### Quoted passage
[Start]

Results 1 to 6 of 6

Math Help - [SOLVED] factorial manipulation

  1. #1
    Newbie
    Joined
    Dec 2008
    Posts
    4

    [SOLVED] factorial manipulation

    hi,
    I'm trying to do a proof by induction showing that (2x+1)!/(2^x (x)!) = ((2x+1)(2x-1)!)/(2^(x-1) (x-1)!) , but i don't quite remember factorial manipulation. I can recall that (x+1)! = (x+1)x! , but i can't remember if there's anything like this for (x-1)! or in this case, (2x-1)! as well.

    any help is appreciated!
    Last edited by spidey64; December 17th 2008 at 05:21 PM.
    Follow Math Help Forum on Facebook and Google+

  2. #2
    o_O
    o_O is offline
    Primero Espada
    o_O's Avatar
    Joined
    Mar 2008
    From
    Canada
    Posts
    1,407
    They aren't equal. Take x = 5.

    \begin{aligned} \text{LHS} & = \frac{(2x+1)!}{2^x \cdot x!} \\ & = \frac{(2(5)+1)!}{2^5 \cdot 5!} \\ & = \frac{11!}{32 \cdot 5!} \\ & = 10395 \end{aligned}.......... \begin{aligned} \text{RHS} & = \frac{(2x+1)!(2x-1)!}{2^{x-1} \cdot (x-1)!} \\ & = \frac{(2(5)+1)!(2(5)-1)!}{2^{5-1} \cdot (5-1)!} \\ & = \frac{11! \cdot 9!}{16 \cdot 4!} \\ & = 3.7721375 \times 10^{10} \end{aligned}
    Follow Math Help Forum on Facebook and Google+

  3. #3
    Newbie
    Joined
    Dec 2008
    Posts
    4
    crap....

    the proposition is:

    1*3*5*...*(2x-1) = (2x-1)!/(2^(x-1) (x-1)!)

    so i took the inductive step to (where x->x+1) :

    1*3*5*...*(2x-1)*(2x+1) = (2x-1)!/(2^(x-1) (x-1)!) * (2x+1)


    so i'm trying to get (2x-1)!/(2^(x-1) (x-1)!) * (2x+1) to equal

    (2(x+1)-1)!/(2^((x+1)-1) ((x+1)-1)!) which equals (2x+1)!/(2^x (x)!), right?

    or am i way off here?
    Follow Math Help Forum on Facebook and Google+

  4. #4
    Newbie
    Joined
    Dec 2008
    Posts
    4
    Quote Originally Posted by o_O View Post
    They aren't equal. Take x = 5.

[End]

### Input material

[Start]

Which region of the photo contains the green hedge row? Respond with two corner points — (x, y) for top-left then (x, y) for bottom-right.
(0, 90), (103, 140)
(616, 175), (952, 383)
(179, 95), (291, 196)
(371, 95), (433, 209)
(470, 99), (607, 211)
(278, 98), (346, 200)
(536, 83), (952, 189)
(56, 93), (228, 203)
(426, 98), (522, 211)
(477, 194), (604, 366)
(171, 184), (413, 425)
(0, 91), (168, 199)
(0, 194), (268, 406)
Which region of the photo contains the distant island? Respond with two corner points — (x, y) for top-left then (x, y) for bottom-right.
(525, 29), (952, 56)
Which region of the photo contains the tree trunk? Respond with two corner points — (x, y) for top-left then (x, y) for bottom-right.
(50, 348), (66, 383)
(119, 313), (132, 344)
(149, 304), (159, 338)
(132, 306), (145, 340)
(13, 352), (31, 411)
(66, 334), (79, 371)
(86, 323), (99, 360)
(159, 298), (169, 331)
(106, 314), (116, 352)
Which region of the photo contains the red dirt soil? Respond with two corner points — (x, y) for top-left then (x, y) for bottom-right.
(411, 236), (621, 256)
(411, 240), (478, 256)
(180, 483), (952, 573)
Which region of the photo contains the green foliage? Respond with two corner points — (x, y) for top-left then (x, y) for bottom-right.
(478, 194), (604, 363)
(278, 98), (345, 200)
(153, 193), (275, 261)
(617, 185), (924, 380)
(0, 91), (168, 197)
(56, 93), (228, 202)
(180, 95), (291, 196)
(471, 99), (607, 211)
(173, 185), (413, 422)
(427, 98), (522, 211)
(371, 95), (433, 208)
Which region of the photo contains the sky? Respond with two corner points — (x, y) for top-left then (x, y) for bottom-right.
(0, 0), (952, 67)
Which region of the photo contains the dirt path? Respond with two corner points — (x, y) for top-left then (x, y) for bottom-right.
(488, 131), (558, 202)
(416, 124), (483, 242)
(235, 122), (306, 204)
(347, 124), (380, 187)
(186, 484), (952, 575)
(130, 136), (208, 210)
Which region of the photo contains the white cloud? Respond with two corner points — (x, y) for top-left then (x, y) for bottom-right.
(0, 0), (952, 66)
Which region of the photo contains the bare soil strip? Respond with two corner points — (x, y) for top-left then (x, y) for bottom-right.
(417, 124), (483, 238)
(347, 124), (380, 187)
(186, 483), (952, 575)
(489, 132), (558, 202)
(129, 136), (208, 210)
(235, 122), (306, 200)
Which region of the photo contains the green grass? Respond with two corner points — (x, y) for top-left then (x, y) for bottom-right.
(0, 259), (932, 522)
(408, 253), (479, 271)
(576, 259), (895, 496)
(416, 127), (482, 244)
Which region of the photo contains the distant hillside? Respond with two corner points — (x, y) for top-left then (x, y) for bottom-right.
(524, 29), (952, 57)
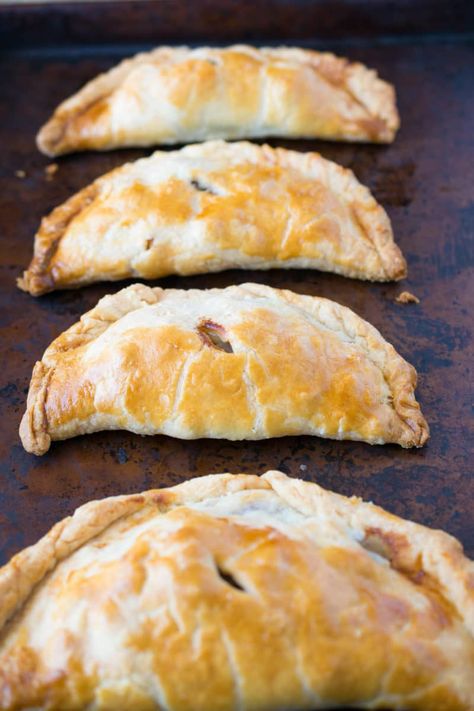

[End]

### Exercise requirements
[a] In the forum thread on factorial manipulation, what value of x does o_O plug in to show the two sides aren't equal?
[b] Reproduce the rows from the line containing "Which region of the photo contains the distant island?" down to the line containing "(180, 483), (952, 573)", putting "area" in place of "region" and changing nothing else.

### Responses
[a] x = 5

[b]
Which area of the photo contains the distant island? Respond with two corner points — (x, y) for top-left then (x, y) for bottom-right.
(525, 29), (952, 56)
Which area of the photo contains the tree trunk? Respond with two corner points — (x, y) for top-left then (x, y) for bottom-right.
(50, 348), (66, 383)
(119, 313), (132, 344)
(149, 304), (159, 338)
(132, 306), (145, 340)
(13, 352), (31, 411)
(66, 334), (79, 371)
(86, 323), (99, 360)
(159, 298), (169, 331)
(106, 314), (116, 352)
Which area of the photo contains the red dirt soil? Respond with two corner points — (x, y) for top-left then (x, y) for bottom-right.
(411, 236), (621, 256)
(411, 240), (478, 256)
(180, 483), (952, 573)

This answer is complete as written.